**TASK TO COMPLETE**
From the line that contains "Can you see the cow's front" down to the final line below, please repeat each line exactly and nothing more, with no pictures.

**RECORDS**
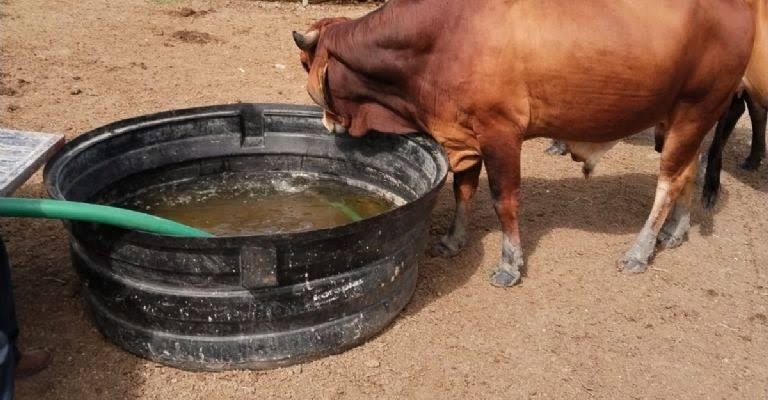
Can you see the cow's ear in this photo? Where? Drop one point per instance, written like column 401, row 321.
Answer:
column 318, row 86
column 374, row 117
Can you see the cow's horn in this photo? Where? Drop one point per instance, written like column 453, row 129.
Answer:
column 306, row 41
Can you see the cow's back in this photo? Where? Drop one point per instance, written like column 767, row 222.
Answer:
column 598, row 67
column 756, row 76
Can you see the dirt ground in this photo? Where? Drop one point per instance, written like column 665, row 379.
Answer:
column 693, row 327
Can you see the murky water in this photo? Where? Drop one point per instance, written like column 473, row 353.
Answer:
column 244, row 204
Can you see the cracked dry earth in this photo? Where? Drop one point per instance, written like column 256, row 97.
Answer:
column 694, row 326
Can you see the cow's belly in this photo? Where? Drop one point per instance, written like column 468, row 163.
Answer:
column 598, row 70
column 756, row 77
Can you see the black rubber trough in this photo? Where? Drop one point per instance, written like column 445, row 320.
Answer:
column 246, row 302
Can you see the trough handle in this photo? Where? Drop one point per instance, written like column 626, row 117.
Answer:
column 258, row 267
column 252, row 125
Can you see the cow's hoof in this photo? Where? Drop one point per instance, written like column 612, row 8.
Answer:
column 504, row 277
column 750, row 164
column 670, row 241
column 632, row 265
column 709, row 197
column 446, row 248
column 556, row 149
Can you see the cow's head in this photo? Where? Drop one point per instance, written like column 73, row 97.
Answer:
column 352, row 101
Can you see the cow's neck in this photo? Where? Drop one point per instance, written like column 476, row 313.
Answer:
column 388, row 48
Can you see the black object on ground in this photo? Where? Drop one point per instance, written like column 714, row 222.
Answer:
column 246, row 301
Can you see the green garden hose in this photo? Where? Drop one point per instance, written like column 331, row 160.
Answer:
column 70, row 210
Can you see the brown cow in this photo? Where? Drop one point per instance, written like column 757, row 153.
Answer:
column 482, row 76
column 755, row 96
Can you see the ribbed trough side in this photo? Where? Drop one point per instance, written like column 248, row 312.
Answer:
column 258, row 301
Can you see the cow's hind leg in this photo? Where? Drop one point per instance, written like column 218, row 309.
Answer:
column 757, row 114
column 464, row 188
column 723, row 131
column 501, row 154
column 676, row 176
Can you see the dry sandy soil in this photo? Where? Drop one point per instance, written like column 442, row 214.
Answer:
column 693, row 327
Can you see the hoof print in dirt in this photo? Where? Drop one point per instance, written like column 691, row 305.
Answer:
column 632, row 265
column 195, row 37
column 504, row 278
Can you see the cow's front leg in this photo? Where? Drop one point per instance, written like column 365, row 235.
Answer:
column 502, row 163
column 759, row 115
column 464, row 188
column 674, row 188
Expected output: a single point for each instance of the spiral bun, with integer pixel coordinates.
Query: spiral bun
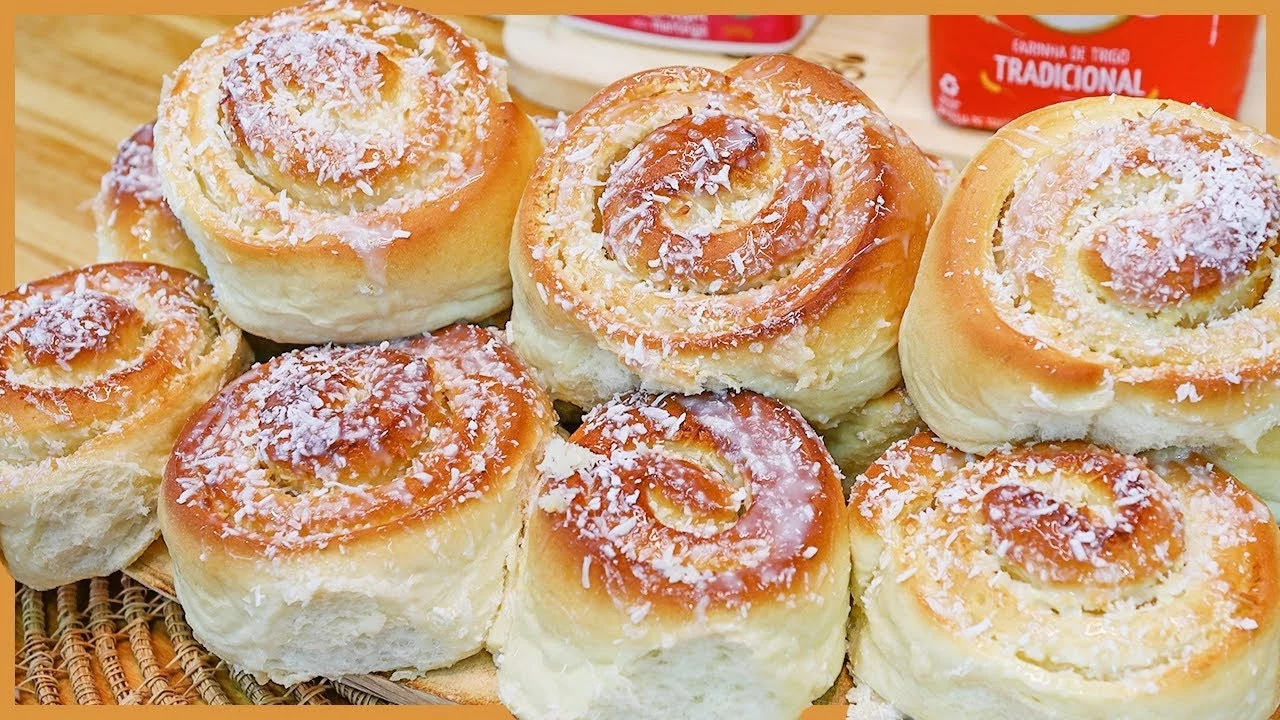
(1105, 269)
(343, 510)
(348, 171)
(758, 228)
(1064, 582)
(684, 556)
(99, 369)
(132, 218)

**EXERCISE OUTPUT**
Can you see the cow's front leg in this photo? Where? Drop one point per instance, written like column 365, row 235.
Answer:
column 502, row 163
column 759, row 115
column 464, row 188
column 674, row 188
Expected output: a single point for each instance of the spiral bun, with integer pixel coordinates.
Query: spiral bun
(1105, 269)
(343, 510)
(348, 171)
(758, 228)
(1064, 582)
(684, 556)
(99, 369)
(132, 218)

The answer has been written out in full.